Extract provided
Do you have any idea how to handle that?
I know that the newest updates have some functionalities which might help, but unfortunately my corporate Alteryx is in the version 2021.3 and no chance for the update soon.
@kwieto you original error is likely coming from Alteryx attempting to overwrite multiple tabs within the same file, but that file is already having records applied to it. Said differently, Alteryx is attempting to complete multiple processes on the same file at the same time, and it just can't.
There are a couple of ways to go about it, but would definitely need to understand your use case a bit more. Is the file you are writing to a specific format (e.g. company template) you are needing the records populated to? If not, are the records unique to those specific tabs?
Yes, that's exactly the case.
The output file doesn't need to have any specific format, I am free to choose how data will be saved.
The workflow compares the data from source table against specific template, then lists records which have incorrect values (not present in the template). It also tries to find closest matches using the fuzzy match logic.
Then you have three streams:
1. - Output the data to the excel file (list of values with record ID and the match given by fuzzy match logic - if found). That's the first tab
2. - Output the same data as in stream 1, but aggregated by value and with count of records containing specific value. That's the second tab.
So if, for example, in the first tab there are have five records with same wrong value, in the second tab there will be only one record with that value and "5" as a count of records affected
3. - some statistical data, like number of records in the source file, number of records containing wrong and correct values. This is the third tab.
The workflow is designed as a batch macro in a way that each "batch" (iteration?) takes data from different column from the source file and compares them with respective column from the reference file.
For each batch there are created separate tabs with non and aggregated values (named after checked fields), but the statistical data are added to the same, already created tab.
So if you have, say, 4 batches (4 columns to he compared), in the output file you will have 9 tabs in total:
- 4 tabs with non aggregated wrong values (one per each checked column),
- 4 tabs with aggregated values (same logic as above)

Stored data
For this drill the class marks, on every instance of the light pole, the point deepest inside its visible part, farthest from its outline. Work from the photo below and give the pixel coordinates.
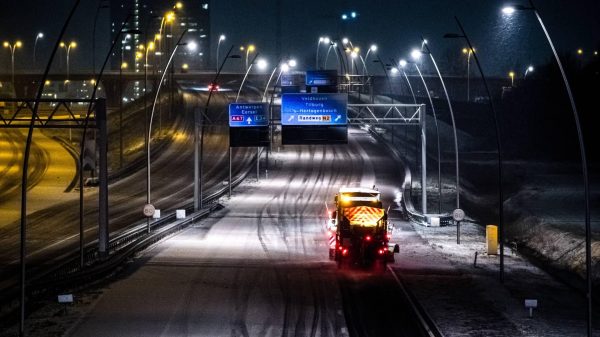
--
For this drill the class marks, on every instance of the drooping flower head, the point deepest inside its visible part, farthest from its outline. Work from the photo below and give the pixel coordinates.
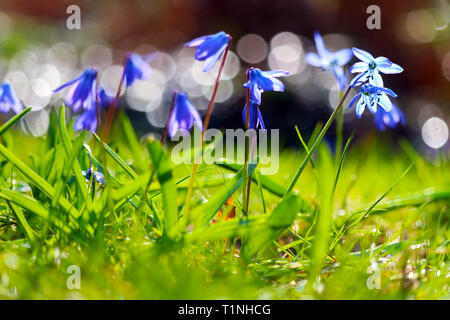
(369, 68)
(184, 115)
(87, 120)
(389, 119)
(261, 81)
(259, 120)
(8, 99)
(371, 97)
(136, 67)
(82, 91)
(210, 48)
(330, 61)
==
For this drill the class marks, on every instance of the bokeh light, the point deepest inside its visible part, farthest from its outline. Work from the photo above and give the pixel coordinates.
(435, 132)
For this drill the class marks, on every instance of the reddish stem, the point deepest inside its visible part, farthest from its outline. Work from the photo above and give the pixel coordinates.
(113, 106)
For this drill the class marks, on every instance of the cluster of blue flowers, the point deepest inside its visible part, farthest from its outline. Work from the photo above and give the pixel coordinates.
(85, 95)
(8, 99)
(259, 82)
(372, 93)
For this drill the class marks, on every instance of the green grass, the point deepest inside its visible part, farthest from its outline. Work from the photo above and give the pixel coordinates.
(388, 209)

Your goal
Reproduce the passage of the Alteryx forum thread word for word, starting with "There are a" and going on through "exactly the case.".

Reply to the task
There are a couple of ways to go about it, but would definitely need to understand your use case a bit more. Is the file you are writing to a specific format (e.g. company template) you are needing the records populated to? If not, are the records unique to those specific tabs?
Yes, that's exactly the case.